**Task requirements**: Copy the lines below word for word, from the line containing "the backpack handle?" through the final line, with both of those lines included.

[Records from a point-labeling set]
--------------------------------

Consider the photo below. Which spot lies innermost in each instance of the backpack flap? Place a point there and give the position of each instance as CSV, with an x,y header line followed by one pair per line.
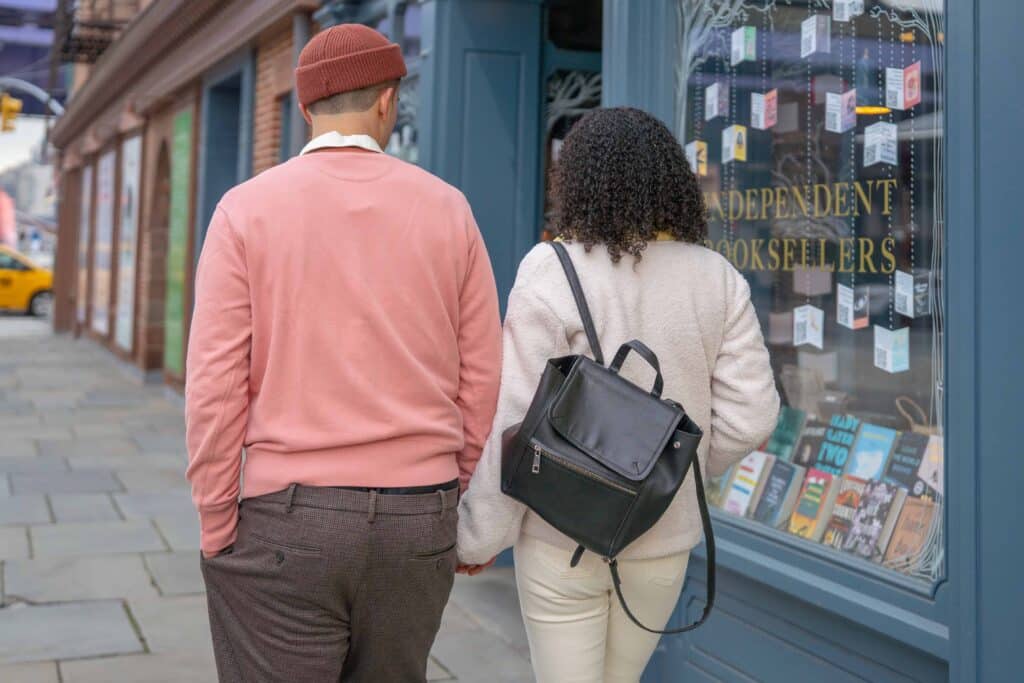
x,y
612,421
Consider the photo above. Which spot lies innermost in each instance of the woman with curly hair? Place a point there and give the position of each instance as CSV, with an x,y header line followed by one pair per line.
x,y
632,214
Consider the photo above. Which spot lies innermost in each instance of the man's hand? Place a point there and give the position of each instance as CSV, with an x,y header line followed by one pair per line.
x,y
473,569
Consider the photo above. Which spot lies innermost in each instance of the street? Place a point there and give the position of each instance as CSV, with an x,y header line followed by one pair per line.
x,y
98,538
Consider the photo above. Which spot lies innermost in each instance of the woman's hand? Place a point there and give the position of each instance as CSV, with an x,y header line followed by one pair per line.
x,y
473,569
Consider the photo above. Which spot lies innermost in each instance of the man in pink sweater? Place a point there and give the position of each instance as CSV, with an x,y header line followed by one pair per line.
x,y
346,337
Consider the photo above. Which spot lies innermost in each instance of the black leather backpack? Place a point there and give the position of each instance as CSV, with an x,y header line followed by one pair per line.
x,y
600,459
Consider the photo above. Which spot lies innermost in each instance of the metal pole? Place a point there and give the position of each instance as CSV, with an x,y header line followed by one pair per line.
x,y
32,89
301,31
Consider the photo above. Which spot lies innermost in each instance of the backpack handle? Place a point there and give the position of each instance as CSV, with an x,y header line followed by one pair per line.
x,y
644,352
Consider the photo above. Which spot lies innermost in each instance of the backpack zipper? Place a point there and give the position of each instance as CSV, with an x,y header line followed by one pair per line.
x,y
536,469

--------------------------------

**Response**:
Consider the photo above. Which spot lies innermost in each instance of the backpack handle? Place a point there and give the position of each instance as CSV, with an x,y header line followed by one pair per line.
x,y
644,352
Consider the photo above. Which spot lies innermost in each instance of the backpack zipper? Place a point there and give the position of each instance as CSV, with an x,y header line followed by one pair per line.
x,y
536,469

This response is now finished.